> **What you need to do**:
**1)** Answer these questions from the Battlefield 4 benchmark text:
(a) In what year was Battlefield 4 released?
(b) What average framerate does a card need in single player to hold up in multiplayer?
(c) On average, how much faster is the R9 380X than the GeForce GTX 960?
**2)** Express the listing as a two-column CSV with columns text and answer, one row for each text paired with its answer. Put each in a single quoted field with line breaks turned into spaces, and cover only the listing starting with the line containing "written like (328,307)." and going on through the end of the listing.

> **Supplied text**:
## Start

Battlefield 4

Kicking off our benchmark suite is Battlefield 4, DICE’s 2013 multiplayer military shooter. After a rocky start, Battlefield 4 has since become a challenging game in its own right and a showcase title for low-level graphics APIs. As these benchmarks are from single player mode, based on our experiences our rule of thumb here is that multiplayer framerates will dip to half our single player framerates, which means a card needs to be able to average at least 60fps if it’s to be able to hold up in multiplayer.

Battlefield 4 - 2560x1440 - Ultra Quality

Battlefield 4 - 1920x1080 - Ultra Quality

Though not doing poorly, Battlefield 4 has not been a game AMD’s products have excelled at lately. Case in point, at 1080p even the referenced clocked R9 380X can’t unseat the GeForce GTX 960; it takes the ASUS factory overclock to do that. Overall while the 380X is on average 10% faster than the GTX 960, as we’ll see as we work through our games it will not take the top spot in every single game, so this will not be a clean sweep.

## End

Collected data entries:

## Start

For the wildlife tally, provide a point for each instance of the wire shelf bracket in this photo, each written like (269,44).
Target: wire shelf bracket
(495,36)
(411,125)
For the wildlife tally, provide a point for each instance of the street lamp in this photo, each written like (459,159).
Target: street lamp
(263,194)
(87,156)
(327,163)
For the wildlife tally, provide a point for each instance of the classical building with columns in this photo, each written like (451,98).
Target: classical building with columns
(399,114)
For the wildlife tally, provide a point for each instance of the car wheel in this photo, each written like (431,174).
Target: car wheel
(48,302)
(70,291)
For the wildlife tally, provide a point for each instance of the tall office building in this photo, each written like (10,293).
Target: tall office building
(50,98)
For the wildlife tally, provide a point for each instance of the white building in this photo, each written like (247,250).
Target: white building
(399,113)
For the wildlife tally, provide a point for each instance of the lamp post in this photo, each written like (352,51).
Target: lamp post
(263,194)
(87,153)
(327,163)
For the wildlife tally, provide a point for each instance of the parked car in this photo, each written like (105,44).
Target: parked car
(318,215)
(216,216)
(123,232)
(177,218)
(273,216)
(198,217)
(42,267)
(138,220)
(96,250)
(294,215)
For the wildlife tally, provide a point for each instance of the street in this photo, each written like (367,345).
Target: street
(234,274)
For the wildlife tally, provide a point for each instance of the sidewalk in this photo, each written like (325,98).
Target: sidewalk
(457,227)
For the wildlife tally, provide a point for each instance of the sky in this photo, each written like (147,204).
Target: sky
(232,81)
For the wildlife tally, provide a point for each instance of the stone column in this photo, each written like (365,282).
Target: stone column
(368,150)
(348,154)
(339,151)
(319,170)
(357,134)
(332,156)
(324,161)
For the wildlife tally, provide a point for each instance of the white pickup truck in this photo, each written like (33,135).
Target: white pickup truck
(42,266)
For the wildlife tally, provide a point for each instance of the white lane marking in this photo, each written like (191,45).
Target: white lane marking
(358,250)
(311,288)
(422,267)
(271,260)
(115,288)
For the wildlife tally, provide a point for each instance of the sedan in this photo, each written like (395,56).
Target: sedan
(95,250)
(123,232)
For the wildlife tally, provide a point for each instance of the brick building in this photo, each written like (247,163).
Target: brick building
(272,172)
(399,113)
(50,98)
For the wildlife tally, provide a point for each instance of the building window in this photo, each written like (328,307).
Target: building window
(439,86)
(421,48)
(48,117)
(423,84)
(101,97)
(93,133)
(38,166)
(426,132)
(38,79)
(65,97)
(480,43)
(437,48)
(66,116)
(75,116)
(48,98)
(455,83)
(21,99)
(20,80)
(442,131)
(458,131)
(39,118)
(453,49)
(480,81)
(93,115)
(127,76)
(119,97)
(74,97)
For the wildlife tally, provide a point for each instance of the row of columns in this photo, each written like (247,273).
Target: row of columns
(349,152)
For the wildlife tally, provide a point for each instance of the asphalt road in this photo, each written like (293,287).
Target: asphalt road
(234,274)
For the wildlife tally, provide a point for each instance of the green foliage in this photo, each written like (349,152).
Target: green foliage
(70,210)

## End

> **Expected answers**:
**1)**
(a) 2013
(b) At least 60fps
(c) 10%

**2)**
text,answer
"For the wildlife tally, provide a point for each instance of the building window in this photo, each written like (328,307). Target: building window","(439,86) (421,48) (48,117) (423,84) (101,97) (93,133) (38,166) (426,132) (38,79) (65,97) (480,43) (437,48) (66,116) (75,116) (48,98) (455,83) (21,99) (20,80) (442,131) (458,131) (39,118) (453,49) (480,81) (93,115) (127,76) (119,97) (74,97)"
"For the wildlife tally, provide a point for each instance of the row of columns in this photo, each written like (247,273). Target: row of columns","(349,152)"
"For the wildlife tally, provide a point for each instance of the asphalt road in this photo, each written like (293,287). Target: asphalt road","(234,274)"
"For the wildlife tally, provide a point for each instance of the green foliage in this photo, each written like (349,152). Target: green foliage","(70,210)"